Reproduce the records below verbatim, from the line containing "the red jacket" through the line containing "32;129;144;361", with both of those lines included.
····················
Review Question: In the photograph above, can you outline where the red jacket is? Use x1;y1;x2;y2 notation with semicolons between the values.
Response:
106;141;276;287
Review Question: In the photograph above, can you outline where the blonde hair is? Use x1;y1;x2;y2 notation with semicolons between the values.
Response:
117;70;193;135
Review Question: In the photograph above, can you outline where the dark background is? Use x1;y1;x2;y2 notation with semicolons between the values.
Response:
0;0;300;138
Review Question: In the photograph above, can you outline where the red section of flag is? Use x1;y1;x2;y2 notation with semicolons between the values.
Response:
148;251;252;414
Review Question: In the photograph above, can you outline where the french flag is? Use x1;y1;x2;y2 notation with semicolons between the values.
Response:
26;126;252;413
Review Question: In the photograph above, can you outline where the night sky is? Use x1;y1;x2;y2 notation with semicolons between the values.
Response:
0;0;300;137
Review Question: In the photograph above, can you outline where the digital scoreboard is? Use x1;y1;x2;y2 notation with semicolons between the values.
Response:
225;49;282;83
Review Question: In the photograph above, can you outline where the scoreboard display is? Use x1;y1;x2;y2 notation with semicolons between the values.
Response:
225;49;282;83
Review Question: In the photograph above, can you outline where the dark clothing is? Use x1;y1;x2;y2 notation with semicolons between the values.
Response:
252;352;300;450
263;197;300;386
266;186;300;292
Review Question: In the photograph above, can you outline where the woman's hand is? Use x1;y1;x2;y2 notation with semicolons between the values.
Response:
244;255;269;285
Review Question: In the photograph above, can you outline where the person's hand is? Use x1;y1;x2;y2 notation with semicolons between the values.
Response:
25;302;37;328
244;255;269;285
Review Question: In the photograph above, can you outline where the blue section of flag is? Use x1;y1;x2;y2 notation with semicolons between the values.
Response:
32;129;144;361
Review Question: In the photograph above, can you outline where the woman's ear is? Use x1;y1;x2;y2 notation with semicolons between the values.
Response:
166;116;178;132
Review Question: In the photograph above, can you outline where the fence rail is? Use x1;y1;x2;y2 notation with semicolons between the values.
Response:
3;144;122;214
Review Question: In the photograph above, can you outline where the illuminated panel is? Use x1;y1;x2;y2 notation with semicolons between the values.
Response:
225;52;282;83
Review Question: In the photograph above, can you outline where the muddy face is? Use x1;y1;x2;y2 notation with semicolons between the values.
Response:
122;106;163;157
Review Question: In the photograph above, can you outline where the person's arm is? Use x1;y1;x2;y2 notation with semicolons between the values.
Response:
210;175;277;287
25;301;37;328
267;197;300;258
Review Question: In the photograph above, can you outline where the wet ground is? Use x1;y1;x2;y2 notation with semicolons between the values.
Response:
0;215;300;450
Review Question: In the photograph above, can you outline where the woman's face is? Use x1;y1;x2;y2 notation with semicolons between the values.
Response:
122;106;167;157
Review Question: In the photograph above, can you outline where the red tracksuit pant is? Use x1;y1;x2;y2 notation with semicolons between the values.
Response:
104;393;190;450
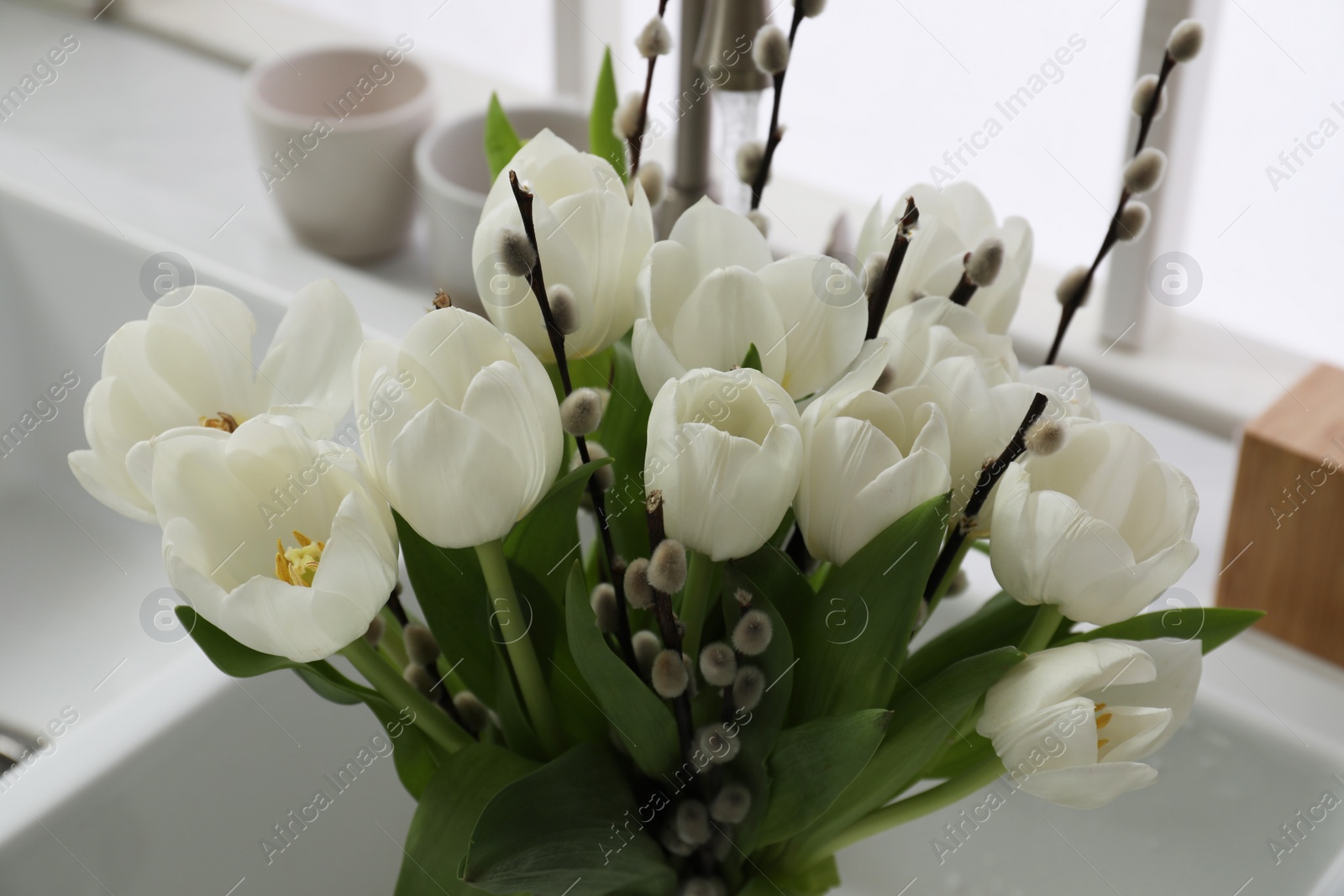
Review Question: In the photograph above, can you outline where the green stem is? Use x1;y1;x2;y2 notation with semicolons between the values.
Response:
····················
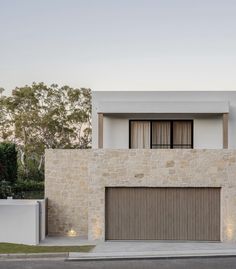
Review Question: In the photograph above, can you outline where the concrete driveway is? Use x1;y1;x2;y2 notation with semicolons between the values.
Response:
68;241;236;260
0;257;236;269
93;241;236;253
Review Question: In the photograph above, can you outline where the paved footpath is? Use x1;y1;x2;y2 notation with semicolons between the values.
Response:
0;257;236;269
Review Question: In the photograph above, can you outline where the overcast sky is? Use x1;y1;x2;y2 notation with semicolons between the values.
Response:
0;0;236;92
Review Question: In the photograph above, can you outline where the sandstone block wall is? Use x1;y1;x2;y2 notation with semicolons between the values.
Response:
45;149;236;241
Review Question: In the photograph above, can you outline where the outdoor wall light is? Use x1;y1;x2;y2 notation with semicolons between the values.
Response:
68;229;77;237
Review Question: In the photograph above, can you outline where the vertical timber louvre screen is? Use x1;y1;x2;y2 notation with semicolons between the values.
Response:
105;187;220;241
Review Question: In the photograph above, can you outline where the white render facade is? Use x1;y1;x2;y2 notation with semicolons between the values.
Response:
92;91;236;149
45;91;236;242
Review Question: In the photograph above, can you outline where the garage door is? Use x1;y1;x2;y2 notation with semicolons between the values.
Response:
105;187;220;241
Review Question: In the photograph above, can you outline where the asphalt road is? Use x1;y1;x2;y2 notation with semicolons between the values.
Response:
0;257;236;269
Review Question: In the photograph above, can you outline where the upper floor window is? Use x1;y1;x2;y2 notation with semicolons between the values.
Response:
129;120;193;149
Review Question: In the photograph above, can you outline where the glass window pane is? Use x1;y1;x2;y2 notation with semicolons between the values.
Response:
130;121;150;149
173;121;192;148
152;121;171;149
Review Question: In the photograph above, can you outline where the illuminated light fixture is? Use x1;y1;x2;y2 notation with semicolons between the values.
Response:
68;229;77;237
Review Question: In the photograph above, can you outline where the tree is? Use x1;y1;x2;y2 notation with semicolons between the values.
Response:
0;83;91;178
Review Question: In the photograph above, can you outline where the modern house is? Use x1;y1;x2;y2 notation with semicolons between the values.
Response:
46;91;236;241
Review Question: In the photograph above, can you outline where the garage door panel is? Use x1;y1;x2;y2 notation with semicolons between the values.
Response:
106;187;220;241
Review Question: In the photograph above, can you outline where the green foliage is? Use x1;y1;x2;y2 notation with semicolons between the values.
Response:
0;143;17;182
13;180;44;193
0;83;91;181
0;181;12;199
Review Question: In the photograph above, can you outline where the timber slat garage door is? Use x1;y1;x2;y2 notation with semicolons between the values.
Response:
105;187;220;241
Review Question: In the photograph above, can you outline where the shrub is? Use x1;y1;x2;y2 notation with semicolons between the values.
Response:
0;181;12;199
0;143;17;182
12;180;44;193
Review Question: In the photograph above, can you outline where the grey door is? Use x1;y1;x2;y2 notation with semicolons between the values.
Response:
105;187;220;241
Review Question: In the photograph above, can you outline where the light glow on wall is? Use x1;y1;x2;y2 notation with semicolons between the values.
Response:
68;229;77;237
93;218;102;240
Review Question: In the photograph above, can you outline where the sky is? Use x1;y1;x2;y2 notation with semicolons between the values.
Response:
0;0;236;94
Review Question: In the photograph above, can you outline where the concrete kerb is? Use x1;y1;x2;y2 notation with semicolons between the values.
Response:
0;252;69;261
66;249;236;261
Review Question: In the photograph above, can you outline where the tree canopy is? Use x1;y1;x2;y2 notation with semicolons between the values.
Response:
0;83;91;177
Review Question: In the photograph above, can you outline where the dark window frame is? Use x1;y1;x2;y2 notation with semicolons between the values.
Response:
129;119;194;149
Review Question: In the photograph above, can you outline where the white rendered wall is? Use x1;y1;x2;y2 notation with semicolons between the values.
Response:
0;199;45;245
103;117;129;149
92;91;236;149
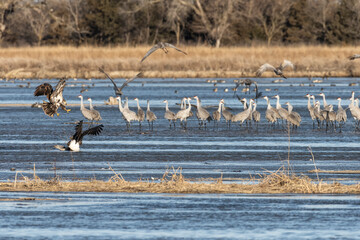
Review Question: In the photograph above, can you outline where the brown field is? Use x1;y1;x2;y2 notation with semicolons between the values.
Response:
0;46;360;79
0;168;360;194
····················
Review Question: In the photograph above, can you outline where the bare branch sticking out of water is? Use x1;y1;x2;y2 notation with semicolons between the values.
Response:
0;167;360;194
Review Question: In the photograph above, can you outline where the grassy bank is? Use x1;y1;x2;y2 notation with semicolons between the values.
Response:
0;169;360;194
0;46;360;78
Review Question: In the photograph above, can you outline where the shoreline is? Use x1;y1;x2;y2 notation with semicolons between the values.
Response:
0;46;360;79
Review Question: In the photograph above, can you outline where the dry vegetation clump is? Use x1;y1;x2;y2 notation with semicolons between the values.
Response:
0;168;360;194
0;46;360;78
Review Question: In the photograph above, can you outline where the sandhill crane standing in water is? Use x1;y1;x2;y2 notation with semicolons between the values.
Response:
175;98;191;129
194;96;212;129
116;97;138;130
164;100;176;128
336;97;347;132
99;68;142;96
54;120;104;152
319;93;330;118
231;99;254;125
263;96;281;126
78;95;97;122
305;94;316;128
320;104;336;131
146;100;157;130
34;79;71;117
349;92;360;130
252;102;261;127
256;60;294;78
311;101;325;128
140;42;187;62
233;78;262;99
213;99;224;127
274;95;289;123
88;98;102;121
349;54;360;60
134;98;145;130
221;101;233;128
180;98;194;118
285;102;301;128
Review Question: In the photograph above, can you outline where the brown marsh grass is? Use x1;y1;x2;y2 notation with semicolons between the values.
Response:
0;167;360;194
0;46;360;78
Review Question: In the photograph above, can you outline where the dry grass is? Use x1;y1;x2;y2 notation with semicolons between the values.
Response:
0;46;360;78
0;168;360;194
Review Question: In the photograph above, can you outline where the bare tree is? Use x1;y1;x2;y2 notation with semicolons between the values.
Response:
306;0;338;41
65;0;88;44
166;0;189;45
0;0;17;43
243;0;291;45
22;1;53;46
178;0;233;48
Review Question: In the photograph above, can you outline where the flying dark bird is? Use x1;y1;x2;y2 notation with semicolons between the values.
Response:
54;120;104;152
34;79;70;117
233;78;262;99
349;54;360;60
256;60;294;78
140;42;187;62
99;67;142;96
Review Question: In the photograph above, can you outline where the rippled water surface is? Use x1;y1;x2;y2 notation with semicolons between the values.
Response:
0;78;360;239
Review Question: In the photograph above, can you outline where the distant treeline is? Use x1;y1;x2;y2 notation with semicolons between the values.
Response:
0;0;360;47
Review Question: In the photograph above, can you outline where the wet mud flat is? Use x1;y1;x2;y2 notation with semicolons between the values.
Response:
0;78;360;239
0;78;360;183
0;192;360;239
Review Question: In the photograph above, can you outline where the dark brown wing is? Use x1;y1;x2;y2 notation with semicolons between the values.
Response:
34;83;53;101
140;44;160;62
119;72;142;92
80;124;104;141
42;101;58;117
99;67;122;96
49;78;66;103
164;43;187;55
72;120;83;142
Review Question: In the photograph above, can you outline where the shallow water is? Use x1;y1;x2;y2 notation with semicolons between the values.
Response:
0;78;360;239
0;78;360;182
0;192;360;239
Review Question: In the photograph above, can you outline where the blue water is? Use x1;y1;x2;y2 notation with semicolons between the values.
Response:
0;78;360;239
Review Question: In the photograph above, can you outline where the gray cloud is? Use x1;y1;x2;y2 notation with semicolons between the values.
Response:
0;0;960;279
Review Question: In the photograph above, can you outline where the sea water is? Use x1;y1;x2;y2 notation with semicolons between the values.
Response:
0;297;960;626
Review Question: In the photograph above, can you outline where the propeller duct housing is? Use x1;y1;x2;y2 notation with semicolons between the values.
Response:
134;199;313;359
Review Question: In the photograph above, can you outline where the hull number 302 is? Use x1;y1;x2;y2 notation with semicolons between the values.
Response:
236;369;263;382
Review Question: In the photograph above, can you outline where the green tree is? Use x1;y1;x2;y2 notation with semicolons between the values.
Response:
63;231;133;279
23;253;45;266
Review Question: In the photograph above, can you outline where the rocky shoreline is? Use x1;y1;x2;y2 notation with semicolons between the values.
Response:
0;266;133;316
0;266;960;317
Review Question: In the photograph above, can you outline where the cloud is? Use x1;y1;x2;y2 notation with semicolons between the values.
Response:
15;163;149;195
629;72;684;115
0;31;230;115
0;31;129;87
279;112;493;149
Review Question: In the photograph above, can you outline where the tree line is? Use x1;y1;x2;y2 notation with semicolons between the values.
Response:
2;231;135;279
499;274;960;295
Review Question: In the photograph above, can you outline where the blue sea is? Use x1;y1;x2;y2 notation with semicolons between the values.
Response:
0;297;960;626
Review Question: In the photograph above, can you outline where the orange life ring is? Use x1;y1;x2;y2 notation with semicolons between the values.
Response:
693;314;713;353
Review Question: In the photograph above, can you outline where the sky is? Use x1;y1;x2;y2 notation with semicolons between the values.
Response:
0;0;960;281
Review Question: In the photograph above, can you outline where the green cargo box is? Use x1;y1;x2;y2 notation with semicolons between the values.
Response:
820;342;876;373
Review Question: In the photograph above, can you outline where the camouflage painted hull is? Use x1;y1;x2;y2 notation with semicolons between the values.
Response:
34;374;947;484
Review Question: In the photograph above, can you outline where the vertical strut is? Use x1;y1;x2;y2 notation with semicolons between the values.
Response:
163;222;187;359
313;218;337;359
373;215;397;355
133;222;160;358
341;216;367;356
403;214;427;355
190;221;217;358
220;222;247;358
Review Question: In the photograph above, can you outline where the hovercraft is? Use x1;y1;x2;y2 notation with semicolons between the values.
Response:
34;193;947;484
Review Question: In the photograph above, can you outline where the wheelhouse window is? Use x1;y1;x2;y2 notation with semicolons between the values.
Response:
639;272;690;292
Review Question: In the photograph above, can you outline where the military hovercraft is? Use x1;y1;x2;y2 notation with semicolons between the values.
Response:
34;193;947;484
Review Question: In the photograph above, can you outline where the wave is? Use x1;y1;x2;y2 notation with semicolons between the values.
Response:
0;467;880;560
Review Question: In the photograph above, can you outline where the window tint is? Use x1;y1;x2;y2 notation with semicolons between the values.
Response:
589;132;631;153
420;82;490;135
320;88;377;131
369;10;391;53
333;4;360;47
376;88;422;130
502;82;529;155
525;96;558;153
····················
#### Result for this task:
Review Question: In the photograph above, can you outline where the red jacket is? Use x1;y1;x2;y2 notation with semicolons between the values.
Response:
106;141;276;287
Review Question: In the photograph above, can you outline where the blonde hair is? Use x1;y1;x2;y2 notation with semicolons between the values.
Response:
117;70;193;135
Review Question: In the photograph above, can you outline where the dark background is? Use x1;y1;x2;y2 notation with semicolons between the values.
Response:
0;0;300;138
Review Question: In the photograph above, can you outline where the red section of flag is? Use x1;y1;x2;y2 notation with semicolons between the values.
Response:
148;251;252;414
Review Question: In the photograph above, can you outline where the french flag is? Use x1;y1;x2;y2 notation with semicolons between the values.
Response:
26;126;252;413
Review Question: In the photograph above, can you outline where the night sky is? Use x1;y1;x2;y2 notation with semicolons between the values.
Response:
0;0;300;137
Review Question: In the photograph above, can you outline where the digital scoreboard is? Use x1;y1;x2;y2 notation with semicolons between the values.
Response:
225;49;282;83
Review Question: In the photograph above, can you outline where the scoreboard display is? Use x1;y1;x2;y2 notation with semicolons between the values.
Response:
225;49;282;83
Review Question: In the photograph above, can you outline where the dark clothing is? Use x1;y1;x2;y2 notation with semicolons between the values.
Response:
252;352;300;450
263;197;300;386
266;186;300;292
Review Question: In the photograph above, can you outline where the woman's hand is? Use x1;y1;x2;y2 notation with semicolons between the values.
Response:
244;255;269;285
Review Question: In the photograph above, can you outline where the person's hand is? Use x1;y1;x2;y2 notation with semicolons between the values.
Response:
25;302;37;328
244;255;269;285
Review Question: In the photograph above, can you outline where the blue section of flag is? Use x1;y1;x2;y2 notation with semicolons between the values.
Response:
32;129;144;361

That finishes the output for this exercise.